説明

電気的口金接続

【課題】導電性レイヤを備えたプレートに他の負荷、特に照明手段を取り付けることを可能にする、電気的口金接続を提供する。
【解決手段】本発明は、好ましくは透明なガラス枠またはプレート(14)への電気的ソケットまたは口金接続(16)、特に、照明手段(17)用の口金に関する。プレート(14)には、好ましくはやはり透明である導電性レイヤ(18、19)が設けられる。本発明の口金接続は導電性レイヤを有する。導電性レイヤは、ギャップ(20)によって互いに分離された少なくとも2つのセクション(18、19)に細分され、電気的接続の別々の極に接続される。分離ギャップ(20)の近傍において、少なくとも2つの導電性領域(21)が導電性レイヤに塗布され、口金接続(16)が導電性領域(21)に電気的かつ/または機械的に接続される。領域(21)は、導電性材料のレイヤの形で、好ましくはスクリーン印刷によって塗布される。

【発明の詳細な説明】
【技術分野】
【0001】
本発明は、好ましくは透明なプレートまたはガラス枠への電気的ソケットまたは口金接続に関し、特に、電気照明手段用の口金に関する。
【背景技術】
【0002】
透明な、導電性のレイヤを用いて発光ダイオードをガラスプレートに電気的に接続することは周知である。国際特許第2004/080712A1号および第2004/106056A1号には、電源についての記載がある。このケースでは、2枚のプレートの間に導電性レイヤが封入され、対応するダイオードが、それらのプレートの一方の凹部で少なくとも部分的に受け止められる。また、ダイオードも2枚のプレートの間に封入され、透明なレイヤを介して電源が供給される構造も周知である。

━━━━

* 練習課題
1. 本文を二文で要約せよ。
2. 一覧のうち、「trace the outline of every instance of the red」を含む行から「130 153 L 131」を含む行まで(両端を含む)を、空行を除いて番号付きリストの形で示せ。

* 課題用データ
━━━━

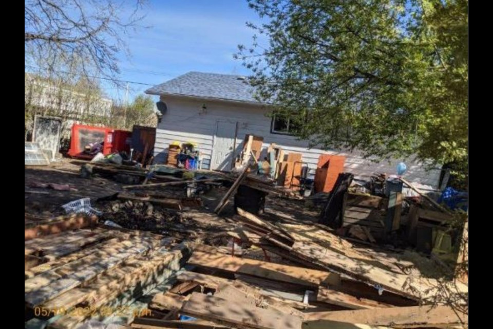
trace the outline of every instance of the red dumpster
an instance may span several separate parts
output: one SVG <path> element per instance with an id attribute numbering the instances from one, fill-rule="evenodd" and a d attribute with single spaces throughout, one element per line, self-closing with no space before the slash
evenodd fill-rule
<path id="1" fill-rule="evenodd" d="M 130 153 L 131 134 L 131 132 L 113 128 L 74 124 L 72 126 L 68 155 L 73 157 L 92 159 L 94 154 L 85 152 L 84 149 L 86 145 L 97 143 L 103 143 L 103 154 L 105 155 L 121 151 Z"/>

━━━━

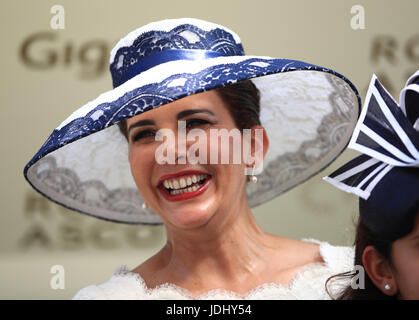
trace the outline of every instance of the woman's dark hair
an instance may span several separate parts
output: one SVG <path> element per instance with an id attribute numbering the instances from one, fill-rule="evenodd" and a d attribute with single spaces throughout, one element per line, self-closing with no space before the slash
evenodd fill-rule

━━━━

* 解答例
1. 本発明は、好ましくは透明なプレートまたはガラス枠への電気的ソケットまたは口金接続、特に照明手段用の口金に関するもので、プレートの導電性レイヤはギャップによって少なくとも2つのセクションに細分され、電気的接続の別々の極に接続される。分離ギャップの近傍で導電性レイヤに少なくとも2つの導電性領域が塗布され、口金接続はそれらの導電性領域に電気的かつ/または機械的に接続される。

2.
1. trace the outline of every instance of the red dumpster
2. an instance may span several separate parts
3. output: one SVG <path> element per instance with an id attribute numbering the instances from one, fill-rule="evenodd" and a d attribute with single spaces throughout, one element per line, self-closing with no space before the slash
4. evenodd fill-rule
5. <path id="1" fill-rule="evenodd" d="M 130 153 L 131 134 L 131 132 L 113 128 L 74 124 L 72 126 L 68 155 L 73 157 L 92 159 L 94 154 L 85 152 L 84 149 L 86 145 L 97 143 L 103 143 L 103 154 L 105 155 L 121 151 Z"/>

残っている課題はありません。